-- The problem --
Turn the listing from the line containing "On this screen, the paper" through the line containing "[78,84,172,116]" into a two-column CSV with the headers text and answer. Give one row for each line of text together with the answer beneath it, putting each in a single quoted field and replacing line breaks with spaces.
--- begin ---
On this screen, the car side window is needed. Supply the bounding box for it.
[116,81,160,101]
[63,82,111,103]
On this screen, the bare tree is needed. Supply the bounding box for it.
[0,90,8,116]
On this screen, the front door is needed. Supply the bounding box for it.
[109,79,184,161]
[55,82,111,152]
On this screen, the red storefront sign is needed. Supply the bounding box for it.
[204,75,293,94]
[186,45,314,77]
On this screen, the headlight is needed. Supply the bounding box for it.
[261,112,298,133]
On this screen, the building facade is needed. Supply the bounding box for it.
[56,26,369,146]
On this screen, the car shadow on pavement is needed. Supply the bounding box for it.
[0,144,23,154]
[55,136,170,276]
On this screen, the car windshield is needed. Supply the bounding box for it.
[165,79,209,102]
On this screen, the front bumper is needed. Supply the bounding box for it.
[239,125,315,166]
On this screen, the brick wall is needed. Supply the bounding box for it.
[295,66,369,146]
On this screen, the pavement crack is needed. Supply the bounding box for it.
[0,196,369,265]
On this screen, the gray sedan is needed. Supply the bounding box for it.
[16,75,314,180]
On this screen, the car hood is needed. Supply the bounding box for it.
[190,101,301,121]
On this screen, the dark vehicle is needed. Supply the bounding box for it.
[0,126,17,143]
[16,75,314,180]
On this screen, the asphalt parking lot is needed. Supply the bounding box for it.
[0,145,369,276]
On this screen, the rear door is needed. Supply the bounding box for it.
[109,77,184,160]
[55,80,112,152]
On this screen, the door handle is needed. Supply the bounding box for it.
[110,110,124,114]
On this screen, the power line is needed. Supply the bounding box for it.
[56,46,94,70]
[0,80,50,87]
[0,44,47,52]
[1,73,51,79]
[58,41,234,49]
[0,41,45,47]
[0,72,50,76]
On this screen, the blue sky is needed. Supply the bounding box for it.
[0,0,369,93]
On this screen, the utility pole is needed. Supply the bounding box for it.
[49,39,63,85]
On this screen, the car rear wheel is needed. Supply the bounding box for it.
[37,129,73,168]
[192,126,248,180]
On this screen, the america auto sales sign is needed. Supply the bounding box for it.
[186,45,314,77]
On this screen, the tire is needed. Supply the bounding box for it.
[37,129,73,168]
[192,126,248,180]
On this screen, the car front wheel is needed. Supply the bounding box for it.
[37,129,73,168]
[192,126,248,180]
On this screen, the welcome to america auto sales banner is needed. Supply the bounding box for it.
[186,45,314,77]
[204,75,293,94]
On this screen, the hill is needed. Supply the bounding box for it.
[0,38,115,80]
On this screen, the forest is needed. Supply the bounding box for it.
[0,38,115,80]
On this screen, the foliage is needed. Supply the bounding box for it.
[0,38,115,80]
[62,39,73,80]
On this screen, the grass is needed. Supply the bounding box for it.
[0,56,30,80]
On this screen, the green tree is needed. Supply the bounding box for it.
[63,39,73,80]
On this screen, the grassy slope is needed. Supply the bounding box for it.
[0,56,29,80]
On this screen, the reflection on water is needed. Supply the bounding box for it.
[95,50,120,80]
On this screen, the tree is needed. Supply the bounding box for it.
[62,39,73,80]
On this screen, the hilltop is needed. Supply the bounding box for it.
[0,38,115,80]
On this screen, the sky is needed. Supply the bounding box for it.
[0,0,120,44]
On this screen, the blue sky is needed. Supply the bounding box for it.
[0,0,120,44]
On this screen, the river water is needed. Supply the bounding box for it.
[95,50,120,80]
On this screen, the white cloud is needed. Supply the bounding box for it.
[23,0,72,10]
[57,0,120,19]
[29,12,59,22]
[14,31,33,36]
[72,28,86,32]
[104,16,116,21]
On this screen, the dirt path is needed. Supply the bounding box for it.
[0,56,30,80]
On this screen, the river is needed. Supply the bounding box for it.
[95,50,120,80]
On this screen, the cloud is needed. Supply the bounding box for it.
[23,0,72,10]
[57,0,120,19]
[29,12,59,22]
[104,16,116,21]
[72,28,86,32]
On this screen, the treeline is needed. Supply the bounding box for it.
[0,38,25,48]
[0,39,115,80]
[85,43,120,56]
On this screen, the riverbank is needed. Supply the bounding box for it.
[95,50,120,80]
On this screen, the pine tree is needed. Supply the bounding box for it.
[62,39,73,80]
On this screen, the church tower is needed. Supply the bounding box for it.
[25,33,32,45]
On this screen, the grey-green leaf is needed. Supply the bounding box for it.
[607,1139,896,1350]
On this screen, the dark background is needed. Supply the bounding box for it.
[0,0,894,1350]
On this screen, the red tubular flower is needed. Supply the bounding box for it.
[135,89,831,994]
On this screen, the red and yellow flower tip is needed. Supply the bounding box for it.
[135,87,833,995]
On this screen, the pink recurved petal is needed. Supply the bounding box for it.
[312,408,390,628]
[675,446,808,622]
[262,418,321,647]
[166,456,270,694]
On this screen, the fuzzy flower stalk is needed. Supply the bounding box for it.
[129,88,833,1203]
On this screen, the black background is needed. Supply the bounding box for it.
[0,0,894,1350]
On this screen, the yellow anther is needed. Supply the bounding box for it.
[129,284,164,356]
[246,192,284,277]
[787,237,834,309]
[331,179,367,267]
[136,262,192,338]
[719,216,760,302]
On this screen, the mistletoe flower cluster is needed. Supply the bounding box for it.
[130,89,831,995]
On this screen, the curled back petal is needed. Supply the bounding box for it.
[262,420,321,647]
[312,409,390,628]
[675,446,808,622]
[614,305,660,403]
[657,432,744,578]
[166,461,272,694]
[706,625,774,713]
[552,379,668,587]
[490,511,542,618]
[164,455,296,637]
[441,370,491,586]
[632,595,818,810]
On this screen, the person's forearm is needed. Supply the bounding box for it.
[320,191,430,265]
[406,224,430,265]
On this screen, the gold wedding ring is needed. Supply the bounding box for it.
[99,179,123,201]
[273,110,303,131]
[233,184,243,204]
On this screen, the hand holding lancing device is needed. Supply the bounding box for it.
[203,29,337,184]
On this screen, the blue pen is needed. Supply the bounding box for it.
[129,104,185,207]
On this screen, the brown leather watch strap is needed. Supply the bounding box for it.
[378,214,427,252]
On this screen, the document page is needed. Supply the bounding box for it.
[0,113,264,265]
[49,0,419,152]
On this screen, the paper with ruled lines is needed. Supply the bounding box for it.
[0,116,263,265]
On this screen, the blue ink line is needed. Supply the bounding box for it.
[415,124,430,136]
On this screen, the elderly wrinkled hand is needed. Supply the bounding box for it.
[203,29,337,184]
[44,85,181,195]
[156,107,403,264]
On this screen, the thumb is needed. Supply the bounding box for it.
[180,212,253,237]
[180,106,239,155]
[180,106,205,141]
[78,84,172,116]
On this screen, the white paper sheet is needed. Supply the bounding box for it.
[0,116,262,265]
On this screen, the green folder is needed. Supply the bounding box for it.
--- end ---
-- Exercise result --
text,answer
"On this screen, the paper with ruled lines is needed. Supply the bounding box for it.","[0,116,263,265]"
"On this screen, the blue ink line is needed. Supply the bounding box for it.","[415,124,430,136]"
"On this screen, the elderly wrinkled hand is needed. Supply the bounding box for it.","[203,29,337,184] [44,85,181,195] [156,107,403,264]"
"On this screen, the thumb is needed. Supply the bounding box for it.","[180,212,253,237] [180,106,239,155] [180,106,205,141] [78,84,172,116]"